● **LIST OF TASKS**:
(a) Quote the struct packing message word for word, starting at "Re: Bloated Struct" and ending at "with a micro-optimization.".
(b) Continue the struct packing message from the point where it stops.

Re: Bloated Struct Problem

[Date Prev][Date Next][Thread Prev][Thread Next][Date Index][Thread Index]

 



I think that one famous experiment showcasing a small subset of
problems is probably not enough to definitively say that we should be
packing our structs :)  As always, experimentation and profiling on
your individual program should be done before overriding the compiler
with a micro-optimization.

  Brian

On Fri, Jun 5, 2009 at 1:19 AM, . .<pkejjy@xxxxxxxxx> wrote:
> On Fri, Jun 5, 2009 at 12:42 AM, me22<me22.ca@xxxxxxxxx> wrote:
>> 2009/6/4 . . <pkejjy@xxxxxxxxx>:
>>> If so, that would be a bad performance decision in this
>>> multicore world, where memory footprint size matters much more than
>>> alignment, generally speaking.
>>>
>>
>> But sharing of cache lines between unrelated things can be even worse.
>
> Yes, it could be.  Certainly it depends on the specific case, but in
> general, I'd rather keep a small footprint.  In a multicore (and
> certainly manycore) system, you have nothing to do all day anyway,
> except to think about your own small dataset, on account of a
> frequently saturated memory bus.  So inefficient L1 data cache
> accesses are essentially a nonproblem.
>
> For the record, the problem is painfully clear in this now-famous experiment:
>
> http://www.spectrum.ieee.org/computing/hardware/multicore-is-bad-news-for-supercomputers
>
>>
>> And as you said, the point is to make the 64-bit ints properly aligned
>> when arrays of the type are used.  There are numerous architectures
>> which cannot read mis-aligned types, and those that can are usually
>> fairly slow at it -- especially when then end up straddling cache
>> lines, as an array of 17-byte structs certainly would, at some point.

● **DATA ROWS**:
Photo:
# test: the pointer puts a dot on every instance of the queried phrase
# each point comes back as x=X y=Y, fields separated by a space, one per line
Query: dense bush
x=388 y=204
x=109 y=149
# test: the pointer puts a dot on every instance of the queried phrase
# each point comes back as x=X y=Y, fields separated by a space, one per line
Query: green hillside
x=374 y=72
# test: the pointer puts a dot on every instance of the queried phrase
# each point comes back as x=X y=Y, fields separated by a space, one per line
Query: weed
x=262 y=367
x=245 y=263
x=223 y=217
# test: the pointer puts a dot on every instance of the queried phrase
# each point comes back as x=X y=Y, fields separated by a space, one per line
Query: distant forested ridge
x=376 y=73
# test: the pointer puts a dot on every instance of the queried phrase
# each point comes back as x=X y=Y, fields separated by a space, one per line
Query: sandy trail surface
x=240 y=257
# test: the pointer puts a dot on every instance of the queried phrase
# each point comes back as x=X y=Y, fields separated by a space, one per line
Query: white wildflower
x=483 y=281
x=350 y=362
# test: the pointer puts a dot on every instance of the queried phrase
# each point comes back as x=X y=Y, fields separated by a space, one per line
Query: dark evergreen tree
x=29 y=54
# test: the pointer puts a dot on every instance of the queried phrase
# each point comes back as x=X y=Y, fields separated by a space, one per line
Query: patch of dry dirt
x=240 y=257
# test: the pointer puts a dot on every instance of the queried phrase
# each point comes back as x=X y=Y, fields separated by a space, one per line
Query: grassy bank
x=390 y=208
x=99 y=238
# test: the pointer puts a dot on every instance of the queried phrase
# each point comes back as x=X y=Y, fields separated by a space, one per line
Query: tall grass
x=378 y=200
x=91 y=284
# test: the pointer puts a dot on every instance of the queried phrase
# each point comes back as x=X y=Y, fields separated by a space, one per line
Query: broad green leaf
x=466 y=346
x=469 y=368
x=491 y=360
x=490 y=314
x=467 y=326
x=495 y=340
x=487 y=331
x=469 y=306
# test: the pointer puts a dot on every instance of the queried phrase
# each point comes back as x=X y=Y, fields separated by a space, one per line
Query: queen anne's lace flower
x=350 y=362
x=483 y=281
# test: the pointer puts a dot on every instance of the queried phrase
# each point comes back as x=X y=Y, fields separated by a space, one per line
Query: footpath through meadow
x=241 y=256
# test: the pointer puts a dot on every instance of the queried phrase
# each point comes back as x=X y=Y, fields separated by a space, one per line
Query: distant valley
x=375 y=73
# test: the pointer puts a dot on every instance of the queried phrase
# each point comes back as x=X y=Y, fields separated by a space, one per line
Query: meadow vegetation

● **SOLVED TASKS**:
(a)
Re: Bloated Struct Problem

[Date Prev][Date Next][Thread Prev][Thread Next][Date Index][Thread Index]

 



I think that one famous experiment showcasing a small subset of
problems is probably not enough to definitively say that we should be
packing our structs :)  As always, experimentation and profiling on
your individual program should be done before overriding the compiler
with a micro-optimization.

(b)
>
> Oh OK, so then this behavior must be occurring before GCC realizes
> that it's compiling for x86, which doesn't care (except for timing)
> about alignment.
>
>>
>> There is, iirc, an __attribute__ that'll let you pack it, if you
>> insist.  Do you have profiler feedback that says it actually matters?
>>
>
> I don't specifically have profiler feedback, but I'm 100% sure that it
> will matter, when the codebase is complete, as this is part of a
> large, frequently-hit array which will be shared by lots of cores.  It
> would be nice to have a command line switch, but I promise I'll shut
> up if you can tell me about this __attribute__.  If nothing else, your
> advice might be Google-able for others who inevitably hit this
> problem.  Keywords: bad performance large bloated typedef struct array
> c gcc size sizeof cache overflow aligned alignment unaligned
> inefficient memory usage footprint multicore manycore .
>
> Thanks for the details.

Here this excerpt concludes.